_PASSAGE SHOWN_.
The gesture to Armenia was a surprising departure for Turkey, which has
no diplomatic relations with Armenia and has kept the border closed
since 1993. To many Turks and Armenians, a thaw in the relationship
after a personal tragedy suggests a display of humanity toward the
very Armenians who have long referred to Turks as butchers. That
could prove to be a setback for Turkish nationalists who oppose the
country’s membership in the European Union and oppose closer ties to
Armenia if it means admitting to genocide before World War I.

Celalettin Cerrah, the head of the Istanbul security forces, said that
Samast had no ties to any groups and that "the suspect was driven to
commit the crime by his nationalistic feelings."

Diplomatic ties were severed in a dispute over territory, but the
heart of the conflict is the mass killings of Armenians around 1915,
which many countries consider to have been genocide.

Turkey instead calls the loss of life a consequence of a war in
which both sides suffered casualties, and has suggested that envoys
from both sides meet to analyze the history. Armenia has expressed
willingness to participate but insists that the border must first be
reopened to trade.

Many Armenians living abroad hold a much harder line, however, and
are lobbying their U.S. and European governments to deny Turkish
entrance into the European Union until Ankara recognizes the killings
as genocide.

Norman Stone, professor of history at Koc University in Istanbul,
said Dink was killed at a time when Turkey was clearly reacting to
pressure to respond to the Armenian issue.

"There are a lot of balanced people here who say, look, the genocide
issue is unclear, but if you just leave it as a matter of massacres,
then we can start making progress," Stone said during an interview
Monday.

The Turkish invitation signals hope for a new era at a time when
many people in both countries say they are tired of an issue that
threatens their peace and economic welfare.

"Public opinions in both countries, weary of the years-long conflict,
had reached a point of explosion," said Soyak, director of the trade
council in Istanbul. "That’s what lies behind the massive outpouring
for Mr. Dink."

The funeral is shaping up to be far more than a farewell to a
popular, though controversial, figure. The fact that the government
is permitting it to take place on a grand scale is another sign of
a change in Ankara.

A wide boulevard in the heart of Istanbul’s main commercial district
will be closed to traffic as the funeral cortege gathers outside
the offices of the newspaper where Dink was shot. The mayor of
the district, Mustafa Sarigul, said the local government would be
releasing hundreds of birds, a symbol of peace, and passing out
thousands of carnations.

A large crowd is expected to follow the procession for a couple of
kilometers before the body is driven across the Golden Horn to the
Kumkapi district for Mass at the Church of the Virgin Mary. Among
the Turkish government officials expected to attend the Mass are the
interior minister, Abdulkadir Aksu, and the deputy prime minister,
Mehmet Ali Sahin.

Most Armenian Turks live in Istanbul, seen as the center of
intellectual and leftist thought in Turkey. But the anti-nationalist
demonstrations that followed Dink’s killing also surfaced in places as
diverse as Izmir, an Aegean coastal city, and in Sanliurfa and Hatay,
which are close to Turkey’s eastern border with Syria.

_SET PROBLEM A_. Pick out every row that contains the word "gray" and copy each of those rows.
The article and the rows that come next are unrelated to each other.

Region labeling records
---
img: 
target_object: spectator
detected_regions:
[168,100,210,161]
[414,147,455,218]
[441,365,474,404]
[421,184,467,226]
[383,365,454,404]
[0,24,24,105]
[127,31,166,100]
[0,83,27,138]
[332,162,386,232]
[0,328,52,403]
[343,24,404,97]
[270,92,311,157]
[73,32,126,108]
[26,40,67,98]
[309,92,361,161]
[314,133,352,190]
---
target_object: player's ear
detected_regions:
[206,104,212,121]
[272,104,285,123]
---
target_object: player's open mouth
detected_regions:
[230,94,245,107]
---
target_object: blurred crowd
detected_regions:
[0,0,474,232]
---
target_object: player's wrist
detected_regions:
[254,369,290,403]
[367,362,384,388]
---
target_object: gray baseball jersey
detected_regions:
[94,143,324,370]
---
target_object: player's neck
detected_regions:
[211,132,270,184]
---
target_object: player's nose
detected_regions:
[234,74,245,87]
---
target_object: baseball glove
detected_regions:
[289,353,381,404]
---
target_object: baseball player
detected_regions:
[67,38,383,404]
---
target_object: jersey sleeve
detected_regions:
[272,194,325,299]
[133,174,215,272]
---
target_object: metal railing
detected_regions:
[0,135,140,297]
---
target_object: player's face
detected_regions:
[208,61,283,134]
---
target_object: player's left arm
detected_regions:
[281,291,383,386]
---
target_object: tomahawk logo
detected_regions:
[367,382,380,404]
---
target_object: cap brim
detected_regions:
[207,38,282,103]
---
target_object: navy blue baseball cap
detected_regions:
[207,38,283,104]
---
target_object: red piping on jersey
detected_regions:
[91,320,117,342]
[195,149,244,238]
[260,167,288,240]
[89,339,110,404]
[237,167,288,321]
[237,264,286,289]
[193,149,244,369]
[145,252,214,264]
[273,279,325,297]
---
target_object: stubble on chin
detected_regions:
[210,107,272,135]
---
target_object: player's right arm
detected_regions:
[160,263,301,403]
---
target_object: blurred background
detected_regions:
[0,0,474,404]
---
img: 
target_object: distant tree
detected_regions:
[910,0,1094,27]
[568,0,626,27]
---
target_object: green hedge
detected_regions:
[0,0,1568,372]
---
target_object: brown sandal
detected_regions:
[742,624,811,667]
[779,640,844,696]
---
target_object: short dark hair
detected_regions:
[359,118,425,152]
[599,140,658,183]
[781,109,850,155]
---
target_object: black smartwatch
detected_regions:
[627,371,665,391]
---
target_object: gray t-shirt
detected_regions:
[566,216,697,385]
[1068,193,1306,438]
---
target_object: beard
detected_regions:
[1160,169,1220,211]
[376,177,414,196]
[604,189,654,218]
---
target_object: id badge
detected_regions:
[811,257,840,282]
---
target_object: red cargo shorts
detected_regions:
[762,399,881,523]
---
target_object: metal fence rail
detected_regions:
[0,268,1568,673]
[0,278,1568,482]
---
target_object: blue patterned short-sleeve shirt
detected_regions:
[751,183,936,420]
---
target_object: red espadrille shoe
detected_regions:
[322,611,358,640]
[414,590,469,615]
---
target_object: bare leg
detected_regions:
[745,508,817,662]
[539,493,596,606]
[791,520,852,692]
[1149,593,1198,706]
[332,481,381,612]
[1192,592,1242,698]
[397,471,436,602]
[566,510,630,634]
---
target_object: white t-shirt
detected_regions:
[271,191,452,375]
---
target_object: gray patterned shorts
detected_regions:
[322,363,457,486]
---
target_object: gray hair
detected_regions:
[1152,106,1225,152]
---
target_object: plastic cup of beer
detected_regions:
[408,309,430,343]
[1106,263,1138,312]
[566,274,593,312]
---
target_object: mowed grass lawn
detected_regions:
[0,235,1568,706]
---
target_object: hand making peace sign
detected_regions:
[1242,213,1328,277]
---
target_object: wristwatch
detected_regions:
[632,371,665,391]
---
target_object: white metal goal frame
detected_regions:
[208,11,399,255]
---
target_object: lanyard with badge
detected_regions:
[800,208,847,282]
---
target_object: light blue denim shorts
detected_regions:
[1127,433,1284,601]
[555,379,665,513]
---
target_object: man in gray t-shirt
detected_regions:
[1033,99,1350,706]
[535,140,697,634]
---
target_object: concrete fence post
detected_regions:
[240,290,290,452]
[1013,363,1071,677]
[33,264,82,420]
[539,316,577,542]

_SET PROBLEM B_. Set down the passage of the article starting at "Many Armenians living" and ending at "as genocide.".

_WORKED SOLUTION A_.
target_object: gray baseball jersey
target_object: gray t-shirt
target_object: gray patterned shorts
target_object: gray hair
target_object: man in gray t-shirt

_WORKED SOLUTION B_.
Many Armenians living abroad hold a much harder line, however, and
are lobbying their U.S. and European governments to deny Turkish
entrance into the European Union until Ankara recognizes the killings
as genocide.